# Your task:
Scan the records for the word "sign". Copy each line that includes it.

Referring expression pointing data:
┄┄┄┄┄┄┄┄┄┄
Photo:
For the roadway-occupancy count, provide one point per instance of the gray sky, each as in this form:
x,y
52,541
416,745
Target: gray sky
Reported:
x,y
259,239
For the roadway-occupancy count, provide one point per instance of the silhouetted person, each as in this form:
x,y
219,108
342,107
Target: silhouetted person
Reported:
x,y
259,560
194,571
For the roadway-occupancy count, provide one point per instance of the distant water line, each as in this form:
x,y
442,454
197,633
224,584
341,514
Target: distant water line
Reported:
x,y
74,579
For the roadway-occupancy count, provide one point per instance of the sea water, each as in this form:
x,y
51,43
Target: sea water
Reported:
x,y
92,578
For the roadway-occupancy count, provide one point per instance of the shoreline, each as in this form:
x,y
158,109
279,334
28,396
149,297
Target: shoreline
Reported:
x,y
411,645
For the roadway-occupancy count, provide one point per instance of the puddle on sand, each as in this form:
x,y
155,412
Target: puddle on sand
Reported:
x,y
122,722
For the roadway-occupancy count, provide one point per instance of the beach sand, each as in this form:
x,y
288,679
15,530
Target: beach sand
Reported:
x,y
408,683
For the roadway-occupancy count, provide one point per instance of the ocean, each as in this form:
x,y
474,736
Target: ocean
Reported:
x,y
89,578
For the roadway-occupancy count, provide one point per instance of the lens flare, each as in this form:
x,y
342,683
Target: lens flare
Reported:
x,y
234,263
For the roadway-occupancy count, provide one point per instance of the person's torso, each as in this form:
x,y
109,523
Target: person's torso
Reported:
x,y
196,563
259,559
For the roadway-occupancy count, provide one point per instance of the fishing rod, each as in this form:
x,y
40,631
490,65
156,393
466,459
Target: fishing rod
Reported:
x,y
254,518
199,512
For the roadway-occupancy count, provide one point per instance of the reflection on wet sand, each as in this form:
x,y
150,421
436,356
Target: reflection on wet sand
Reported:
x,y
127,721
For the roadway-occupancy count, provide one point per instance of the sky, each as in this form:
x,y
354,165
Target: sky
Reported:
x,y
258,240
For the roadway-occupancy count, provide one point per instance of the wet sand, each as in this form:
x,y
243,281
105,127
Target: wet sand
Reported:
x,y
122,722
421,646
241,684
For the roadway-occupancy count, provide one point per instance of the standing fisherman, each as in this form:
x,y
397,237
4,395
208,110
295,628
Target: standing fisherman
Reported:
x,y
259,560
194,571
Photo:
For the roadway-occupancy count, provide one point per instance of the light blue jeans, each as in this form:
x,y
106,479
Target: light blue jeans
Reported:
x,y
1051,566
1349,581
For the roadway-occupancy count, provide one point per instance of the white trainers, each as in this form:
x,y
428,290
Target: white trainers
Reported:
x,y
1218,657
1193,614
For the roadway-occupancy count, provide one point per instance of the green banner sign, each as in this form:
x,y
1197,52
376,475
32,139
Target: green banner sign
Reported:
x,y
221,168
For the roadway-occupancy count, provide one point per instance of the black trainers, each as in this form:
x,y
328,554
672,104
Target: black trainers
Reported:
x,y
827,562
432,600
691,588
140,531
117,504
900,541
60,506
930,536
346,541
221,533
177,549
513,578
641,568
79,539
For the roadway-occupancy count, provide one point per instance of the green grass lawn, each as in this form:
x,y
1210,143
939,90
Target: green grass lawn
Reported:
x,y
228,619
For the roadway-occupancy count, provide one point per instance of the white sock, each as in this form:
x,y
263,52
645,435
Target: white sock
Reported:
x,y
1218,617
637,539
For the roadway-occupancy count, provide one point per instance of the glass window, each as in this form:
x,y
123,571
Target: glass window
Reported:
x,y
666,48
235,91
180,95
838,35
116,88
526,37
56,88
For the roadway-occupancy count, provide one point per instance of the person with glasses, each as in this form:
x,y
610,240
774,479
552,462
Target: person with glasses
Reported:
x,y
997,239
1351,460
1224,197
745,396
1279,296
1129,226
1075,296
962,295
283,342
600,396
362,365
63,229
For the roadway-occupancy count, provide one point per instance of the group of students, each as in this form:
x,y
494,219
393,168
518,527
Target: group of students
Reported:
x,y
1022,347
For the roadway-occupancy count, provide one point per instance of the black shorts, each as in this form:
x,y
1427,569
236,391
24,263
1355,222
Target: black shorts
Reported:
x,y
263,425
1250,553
┄┄┄┄┄┄┄┄┄┄
# Solution to the problem:
For the roadway-occupancy count, provide one point per instance of the green banner sign, each as in this form:
Target: green banner sign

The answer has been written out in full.